What you will do
Collect every line in the records below that contains the word "girl".

Extracted entries

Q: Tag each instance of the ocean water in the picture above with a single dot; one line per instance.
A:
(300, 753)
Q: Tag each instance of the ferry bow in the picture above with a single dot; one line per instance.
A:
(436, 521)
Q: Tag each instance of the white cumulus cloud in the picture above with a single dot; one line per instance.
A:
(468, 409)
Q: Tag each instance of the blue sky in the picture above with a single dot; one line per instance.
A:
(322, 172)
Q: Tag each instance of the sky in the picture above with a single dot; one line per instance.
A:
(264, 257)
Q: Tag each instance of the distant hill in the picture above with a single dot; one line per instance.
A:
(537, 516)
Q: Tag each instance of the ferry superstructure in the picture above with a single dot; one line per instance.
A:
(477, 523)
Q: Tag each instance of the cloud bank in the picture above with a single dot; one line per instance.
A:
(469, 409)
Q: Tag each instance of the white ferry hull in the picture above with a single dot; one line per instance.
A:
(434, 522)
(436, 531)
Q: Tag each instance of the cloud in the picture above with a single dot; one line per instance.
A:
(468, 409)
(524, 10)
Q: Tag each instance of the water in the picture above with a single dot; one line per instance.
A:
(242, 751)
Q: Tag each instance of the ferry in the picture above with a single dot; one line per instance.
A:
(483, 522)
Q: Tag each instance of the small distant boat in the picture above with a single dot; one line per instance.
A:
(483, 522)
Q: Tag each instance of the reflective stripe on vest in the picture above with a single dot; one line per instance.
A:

==

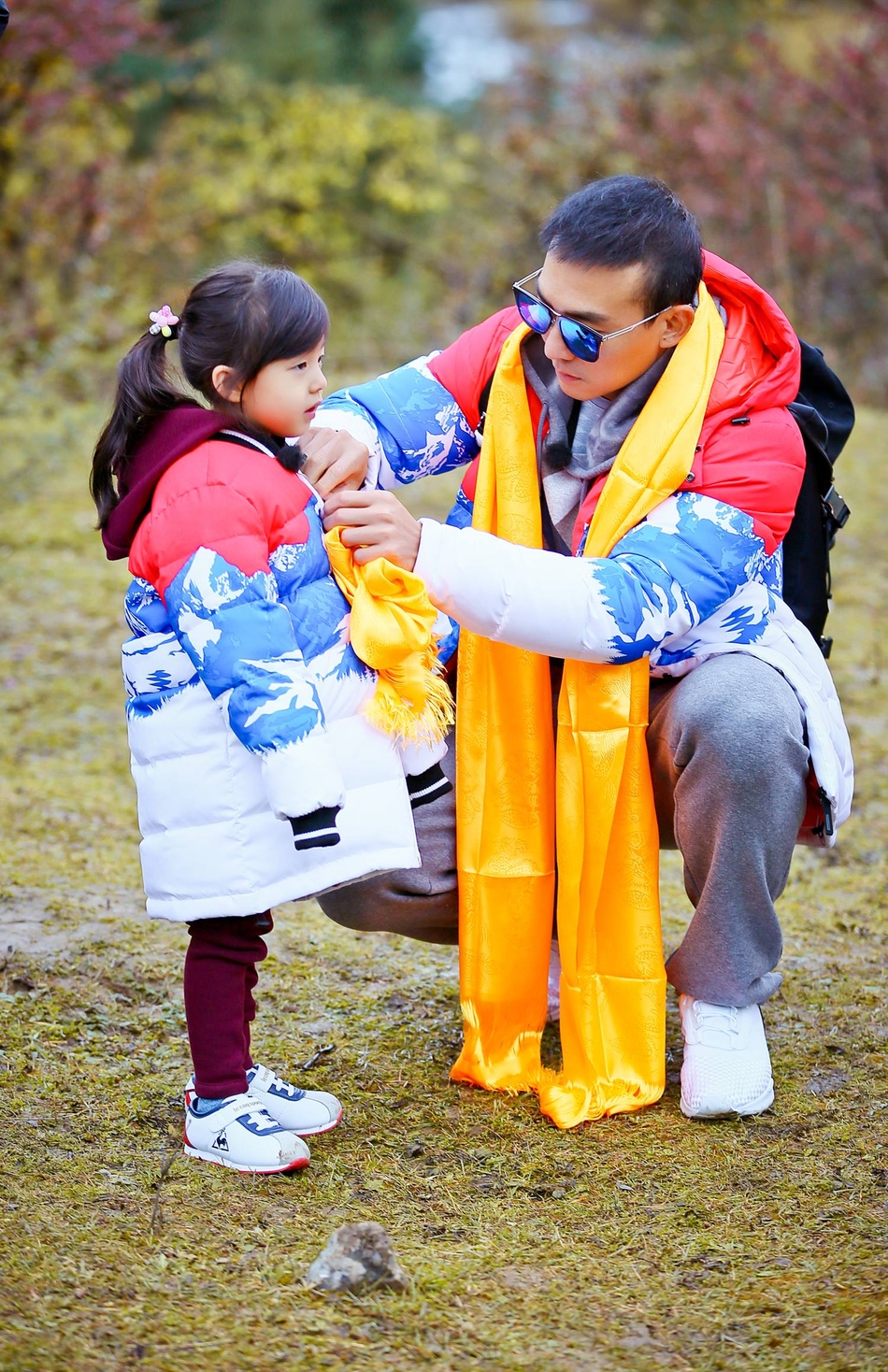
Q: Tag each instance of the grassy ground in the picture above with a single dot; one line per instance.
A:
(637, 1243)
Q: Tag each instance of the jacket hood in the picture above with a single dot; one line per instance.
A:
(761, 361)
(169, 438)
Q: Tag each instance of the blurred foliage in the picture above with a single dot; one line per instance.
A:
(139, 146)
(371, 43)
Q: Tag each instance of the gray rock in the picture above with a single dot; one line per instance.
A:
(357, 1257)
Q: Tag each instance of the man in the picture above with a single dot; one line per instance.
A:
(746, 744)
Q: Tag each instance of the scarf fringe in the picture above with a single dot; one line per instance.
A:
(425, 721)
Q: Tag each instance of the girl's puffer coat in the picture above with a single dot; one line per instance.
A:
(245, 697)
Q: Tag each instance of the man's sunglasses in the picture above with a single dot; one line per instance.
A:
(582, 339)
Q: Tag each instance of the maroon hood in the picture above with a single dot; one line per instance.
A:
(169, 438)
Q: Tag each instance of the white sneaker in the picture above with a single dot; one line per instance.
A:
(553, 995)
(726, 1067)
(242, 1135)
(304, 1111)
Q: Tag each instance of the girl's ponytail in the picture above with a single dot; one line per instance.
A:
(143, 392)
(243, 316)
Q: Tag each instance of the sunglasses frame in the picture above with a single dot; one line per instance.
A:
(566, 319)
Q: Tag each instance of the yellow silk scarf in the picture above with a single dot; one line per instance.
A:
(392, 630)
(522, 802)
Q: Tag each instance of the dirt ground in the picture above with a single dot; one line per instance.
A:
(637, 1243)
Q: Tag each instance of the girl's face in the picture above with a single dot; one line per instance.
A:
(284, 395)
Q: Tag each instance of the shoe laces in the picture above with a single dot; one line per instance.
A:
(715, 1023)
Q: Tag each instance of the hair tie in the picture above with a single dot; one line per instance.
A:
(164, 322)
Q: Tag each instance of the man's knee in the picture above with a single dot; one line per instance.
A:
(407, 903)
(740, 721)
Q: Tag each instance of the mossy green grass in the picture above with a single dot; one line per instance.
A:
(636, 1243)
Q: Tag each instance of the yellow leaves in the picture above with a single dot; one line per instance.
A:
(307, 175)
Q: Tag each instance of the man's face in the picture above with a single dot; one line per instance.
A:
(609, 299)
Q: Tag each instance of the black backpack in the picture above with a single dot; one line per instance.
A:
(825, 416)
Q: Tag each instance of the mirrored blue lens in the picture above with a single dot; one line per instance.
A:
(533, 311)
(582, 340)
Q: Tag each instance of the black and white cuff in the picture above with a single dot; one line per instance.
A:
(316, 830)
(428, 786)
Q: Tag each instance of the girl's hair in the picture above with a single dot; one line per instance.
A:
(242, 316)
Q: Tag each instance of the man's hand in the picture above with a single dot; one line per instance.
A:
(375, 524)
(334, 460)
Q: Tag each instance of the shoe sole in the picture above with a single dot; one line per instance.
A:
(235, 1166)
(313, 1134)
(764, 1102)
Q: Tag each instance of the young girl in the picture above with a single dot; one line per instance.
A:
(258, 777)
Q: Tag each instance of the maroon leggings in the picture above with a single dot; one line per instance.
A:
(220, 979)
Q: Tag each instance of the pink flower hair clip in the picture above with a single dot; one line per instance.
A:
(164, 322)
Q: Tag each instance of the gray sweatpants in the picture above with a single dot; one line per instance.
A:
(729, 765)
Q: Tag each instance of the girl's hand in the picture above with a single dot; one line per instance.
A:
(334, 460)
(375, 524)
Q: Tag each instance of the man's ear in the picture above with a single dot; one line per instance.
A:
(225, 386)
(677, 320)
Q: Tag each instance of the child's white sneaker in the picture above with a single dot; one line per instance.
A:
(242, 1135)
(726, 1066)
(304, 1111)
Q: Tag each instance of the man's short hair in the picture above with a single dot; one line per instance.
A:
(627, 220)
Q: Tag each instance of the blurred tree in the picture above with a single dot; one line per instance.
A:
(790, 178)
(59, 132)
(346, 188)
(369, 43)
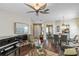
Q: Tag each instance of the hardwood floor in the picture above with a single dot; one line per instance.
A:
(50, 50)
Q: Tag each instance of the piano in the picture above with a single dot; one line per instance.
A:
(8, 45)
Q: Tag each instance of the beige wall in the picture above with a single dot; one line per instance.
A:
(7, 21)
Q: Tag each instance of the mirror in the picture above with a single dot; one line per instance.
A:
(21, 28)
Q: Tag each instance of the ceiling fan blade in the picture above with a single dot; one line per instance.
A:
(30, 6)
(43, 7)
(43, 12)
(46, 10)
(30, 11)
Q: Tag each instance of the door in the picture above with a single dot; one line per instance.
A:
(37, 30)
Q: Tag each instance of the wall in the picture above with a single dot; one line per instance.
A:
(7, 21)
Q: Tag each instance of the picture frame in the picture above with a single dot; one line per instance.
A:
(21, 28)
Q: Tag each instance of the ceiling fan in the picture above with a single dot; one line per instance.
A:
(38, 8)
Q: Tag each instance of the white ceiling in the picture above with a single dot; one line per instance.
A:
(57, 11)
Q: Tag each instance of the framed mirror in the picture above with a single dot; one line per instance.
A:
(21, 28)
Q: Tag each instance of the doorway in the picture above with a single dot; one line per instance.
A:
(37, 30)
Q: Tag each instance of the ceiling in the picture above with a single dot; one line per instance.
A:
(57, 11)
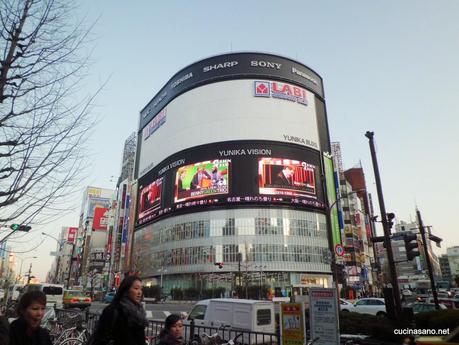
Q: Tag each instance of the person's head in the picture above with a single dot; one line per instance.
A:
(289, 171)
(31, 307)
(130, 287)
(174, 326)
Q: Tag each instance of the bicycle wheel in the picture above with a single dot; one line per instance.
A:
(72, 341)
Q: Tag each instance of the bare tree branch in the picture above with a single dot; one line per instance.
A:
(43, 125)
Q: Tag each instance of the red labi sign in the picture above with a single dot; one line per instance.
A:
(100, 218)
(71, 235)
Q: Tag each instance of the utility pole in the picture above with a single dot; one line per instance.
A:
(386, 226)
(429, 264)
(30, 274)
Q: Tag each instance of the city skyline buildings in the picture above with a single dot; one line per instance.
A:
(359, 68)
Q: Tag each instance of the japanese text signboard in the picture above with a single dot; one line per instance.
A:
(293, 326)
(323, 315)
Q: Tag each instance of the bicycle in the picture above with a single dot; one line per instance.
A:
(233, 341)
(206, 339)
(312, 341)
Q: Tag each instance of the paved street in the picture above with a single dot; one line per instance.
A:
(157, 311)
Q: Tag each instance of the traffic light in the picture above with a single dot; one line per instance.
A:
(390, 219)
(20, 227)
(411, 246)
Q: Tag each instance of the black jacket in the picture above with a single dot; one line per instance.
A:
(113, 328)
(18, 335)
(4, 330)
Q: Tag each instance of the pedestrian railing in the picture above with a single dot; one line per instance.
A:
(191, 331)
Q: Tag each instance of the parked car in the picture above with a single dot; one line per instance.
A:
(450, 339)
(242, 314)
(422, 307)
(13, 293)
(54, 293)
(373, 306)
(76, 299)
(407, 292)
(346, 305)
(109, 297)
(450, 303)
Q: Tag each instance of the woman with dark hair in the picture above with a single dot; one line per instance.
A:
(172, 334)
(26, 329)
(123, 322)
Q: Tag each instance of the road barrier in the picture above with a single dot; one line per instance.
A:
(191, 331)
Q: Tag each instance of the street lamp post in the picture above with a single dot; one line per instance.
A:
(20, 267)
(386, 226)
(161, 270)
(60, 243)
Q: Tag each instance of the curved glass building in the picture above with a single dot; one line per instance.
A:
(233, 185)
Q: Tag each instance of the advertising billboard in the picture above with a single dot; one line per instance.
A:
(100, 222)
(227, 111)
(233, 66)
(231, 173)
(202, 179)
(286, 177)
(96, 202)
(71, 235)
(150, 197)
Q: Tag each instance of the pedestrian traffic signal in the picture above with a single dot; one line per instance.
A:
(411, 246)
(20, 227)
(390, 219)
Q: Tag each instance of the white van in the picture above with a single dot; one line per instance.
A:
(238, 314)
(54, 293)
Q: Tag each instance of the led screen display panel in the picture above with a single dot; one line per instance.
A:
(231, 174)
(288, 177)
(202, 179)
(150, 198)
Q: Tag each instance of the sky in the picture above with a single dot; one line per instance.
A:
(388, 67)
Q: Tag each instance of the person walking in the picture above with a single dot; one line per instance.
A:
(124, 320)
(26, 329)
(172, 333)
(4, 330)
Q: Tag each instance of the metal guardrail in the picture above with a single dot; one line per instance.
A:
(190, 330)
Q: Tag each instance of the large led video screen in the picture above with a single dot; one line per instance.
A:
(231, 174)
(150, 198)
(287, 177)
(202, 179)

--

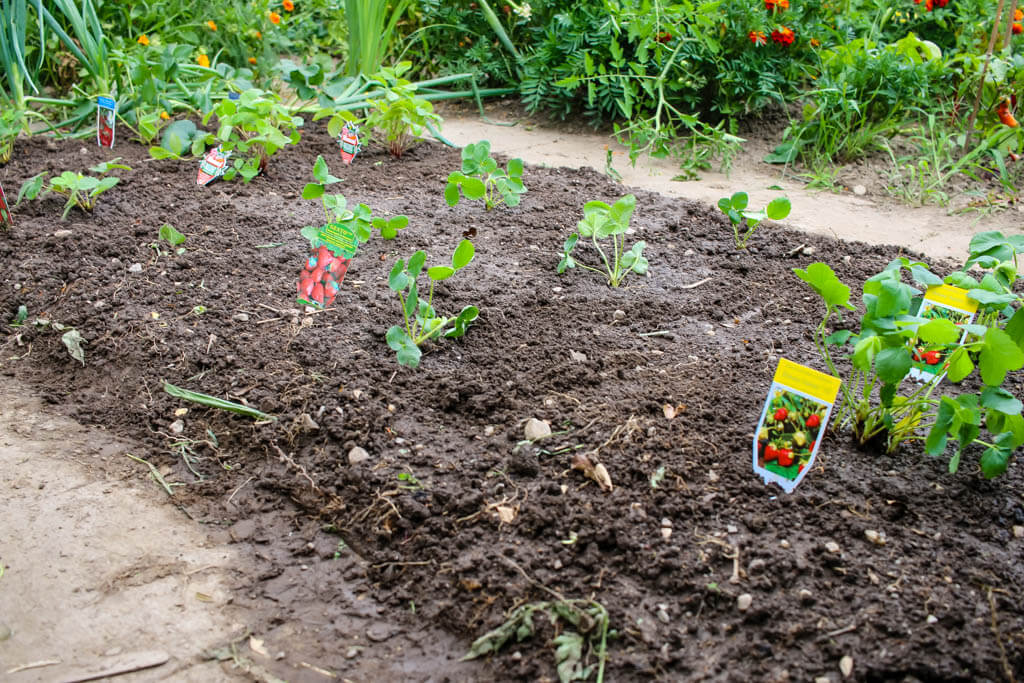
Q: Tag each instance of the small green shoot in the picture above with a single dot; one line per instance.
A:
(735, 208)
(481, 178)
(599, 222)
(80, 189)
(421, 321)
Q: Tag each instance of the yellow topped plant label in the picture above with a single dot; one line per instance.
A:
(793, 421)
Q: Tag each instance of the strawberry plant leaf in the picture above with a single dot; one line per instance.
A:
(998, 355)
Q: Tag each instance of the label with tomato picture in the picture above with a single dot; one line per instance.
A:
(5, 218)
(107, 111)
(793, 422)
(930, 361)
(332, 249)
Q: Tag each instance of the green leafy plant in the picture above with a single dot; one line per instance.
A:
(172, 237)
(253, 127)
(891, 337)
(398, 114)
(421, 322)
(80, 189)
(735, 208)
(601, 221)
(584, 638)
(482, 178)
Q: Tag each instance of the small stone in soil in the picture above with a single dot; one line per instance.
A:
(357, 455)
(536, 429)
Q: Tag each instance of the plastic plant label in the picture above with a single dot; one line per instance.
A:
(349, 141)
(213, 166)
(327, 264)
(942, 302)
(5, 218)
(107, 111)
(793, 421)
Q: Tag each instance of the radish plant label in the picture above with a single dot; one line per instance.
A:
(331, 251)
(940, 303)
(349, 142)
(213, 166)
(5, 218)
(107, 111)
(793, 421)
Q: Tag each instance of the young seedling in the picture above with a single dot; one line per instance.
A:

Exercise result
Q: Tag each instance of the girl's puffer coat in the picture above with a single dot; one line per instance.
Q: Tag each instance of the girl's ponytail in the picture above with a single dot; one line per instance.
Q: Tag each instance of the girl's face in the picture above with a single dot; one line per instance.
Q: Tag each instance of the girl's hair in the picture above with a single dot; one line per instance.
Q: Tag each instance of the young girl in the picture above with a single dot; one line per instance.
Q: Tag each instance of the girl's hand in the picture above with a single dot; one line per instance.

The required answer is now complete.